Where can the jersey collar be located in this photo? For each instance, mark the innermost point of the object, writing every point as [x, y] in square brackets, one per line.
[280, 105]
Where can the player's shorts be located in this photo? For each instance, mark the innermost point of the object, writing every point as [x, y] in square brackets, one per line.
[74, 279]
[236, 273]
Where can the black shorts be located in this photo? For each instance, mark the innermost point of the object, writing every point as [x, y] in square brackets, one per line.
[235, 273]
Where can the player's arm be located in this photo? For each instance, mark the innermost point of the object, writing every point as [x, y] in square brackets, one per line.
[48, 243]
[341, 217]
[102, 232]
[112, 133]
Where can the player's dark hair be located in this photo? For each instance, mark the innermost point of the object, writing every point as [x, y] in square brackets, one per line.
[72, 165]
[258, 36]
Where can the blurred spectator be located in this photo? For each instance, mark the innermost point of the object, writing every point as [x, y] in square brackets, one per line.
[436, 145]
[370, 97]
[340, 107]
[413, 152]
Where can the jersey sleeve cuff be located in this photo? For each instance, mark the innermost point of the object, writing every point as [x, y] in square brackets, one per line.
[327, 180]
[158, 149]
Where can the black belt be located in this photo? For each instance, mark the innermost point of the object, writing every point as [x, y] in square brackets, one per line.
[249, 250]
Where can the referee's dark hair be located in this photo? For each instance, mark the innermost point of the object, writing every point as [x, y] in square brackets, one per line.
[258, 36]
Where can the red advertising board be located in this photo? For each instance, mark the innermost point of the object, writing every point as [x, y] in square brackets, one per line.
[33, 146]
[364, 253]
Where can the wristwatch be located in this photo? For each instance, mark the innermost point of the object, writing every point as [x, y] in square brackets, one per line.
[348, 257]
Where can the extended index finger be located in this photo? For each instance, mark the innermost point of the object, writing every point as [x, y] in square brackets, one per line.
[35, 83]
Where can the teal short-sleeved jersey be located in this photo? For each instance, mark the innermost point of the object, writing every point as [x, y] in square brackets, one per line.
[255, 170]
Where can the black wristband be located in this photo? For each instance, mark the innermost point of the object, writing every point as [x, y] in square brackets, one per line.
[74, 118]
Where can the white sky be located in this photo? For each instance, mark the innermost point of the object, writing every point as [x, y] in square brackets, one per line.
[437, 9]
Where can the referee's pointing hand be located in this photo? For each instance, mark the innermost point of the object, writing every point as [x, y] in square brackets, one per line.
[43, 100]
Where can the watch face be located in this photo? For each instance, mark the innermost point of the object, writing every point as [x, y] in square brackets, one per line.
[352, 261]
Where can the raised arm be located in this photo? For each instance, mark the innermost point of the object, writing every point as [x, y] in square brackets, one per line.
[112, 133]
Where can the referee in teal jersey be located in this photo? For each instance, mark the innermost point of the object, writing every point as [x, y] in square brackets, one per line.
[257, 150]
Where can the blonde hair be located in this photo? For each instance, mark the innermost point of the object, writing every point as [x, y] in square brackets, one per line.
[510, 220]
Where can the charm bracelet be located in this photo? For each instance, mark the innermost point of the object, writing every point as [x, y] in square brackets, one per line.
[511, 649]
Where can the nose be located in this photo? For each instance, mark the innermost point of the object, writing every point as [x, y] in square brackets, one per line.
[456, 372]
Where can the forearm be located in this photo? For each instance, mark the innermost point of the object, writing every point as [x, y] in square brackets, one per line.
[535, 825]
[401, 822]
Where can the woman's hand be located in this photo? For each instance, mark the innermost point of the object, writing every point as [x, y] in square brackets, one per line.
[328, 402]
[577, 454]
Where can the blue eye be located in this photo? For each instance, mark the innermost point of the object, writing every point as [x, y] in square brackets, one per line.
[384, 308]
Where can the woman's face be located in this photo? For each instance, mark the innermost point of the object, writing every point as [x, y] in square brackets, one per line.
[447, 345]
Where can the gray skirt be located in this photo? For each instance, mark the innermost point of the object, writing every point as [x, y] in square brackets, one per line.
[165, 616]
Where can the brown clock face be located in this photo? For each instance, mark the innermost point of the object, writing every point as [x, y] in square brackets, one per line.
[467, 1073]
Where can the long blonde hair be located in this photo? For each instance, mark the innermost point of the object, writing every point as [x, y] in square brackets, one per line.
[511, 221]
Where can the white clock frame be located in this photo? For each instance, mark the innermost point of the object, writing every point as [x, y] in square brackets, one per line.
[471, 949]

○ ○ ○

Aim — Reproduce word for word the lines of the items from the line that contains "Where can the forearm" through the last line of the items, including both ends.

Correct output —
Where can the forearm be located in this photo? For each instance, mark the innermost point of the object, writing every point as [x, y] in square brackets, one per line.
[535, 825]
[401, 822]
Where can the woman's hand be located in this photo? For each instance, mark the innermost point of the object, writing every point as [x, y] in square brackets, one per line.
[328, 402]
[577, 454]
Where can the blue eye be located in this photo? For each instance, mark the innermost point of the object, writing every point as [x, y] in square brackets, one per line.
[384, 308]
Where can the woman's face be located in this photo? For each instance, mark the innermost point of the object, writing every point as [x, y] in square brackets, one per line.
[447, 345]
Where can the gray skirt be located in this photo? For each instance, mark the innermost point of the object, writing every point as [x, y] in square brackets, one per line.
[165, 616]
Where can the brown clock face be located in this photo? For each instance, mark the innermost point of the object, writing every point as [x, y] in square brackets, one per line.
[467, 1073]
Where can the long blonde hair be located in this photo? For each instance, mark the innermost point of the object, writing every point as [x, y] in square brackets, one per line.
[511, 221]
Where can the white clock frame be located in this photo? For each instance, mark the innermost point of the object, writing every point as [x, y] in square brackets, one per line.
[471, 949]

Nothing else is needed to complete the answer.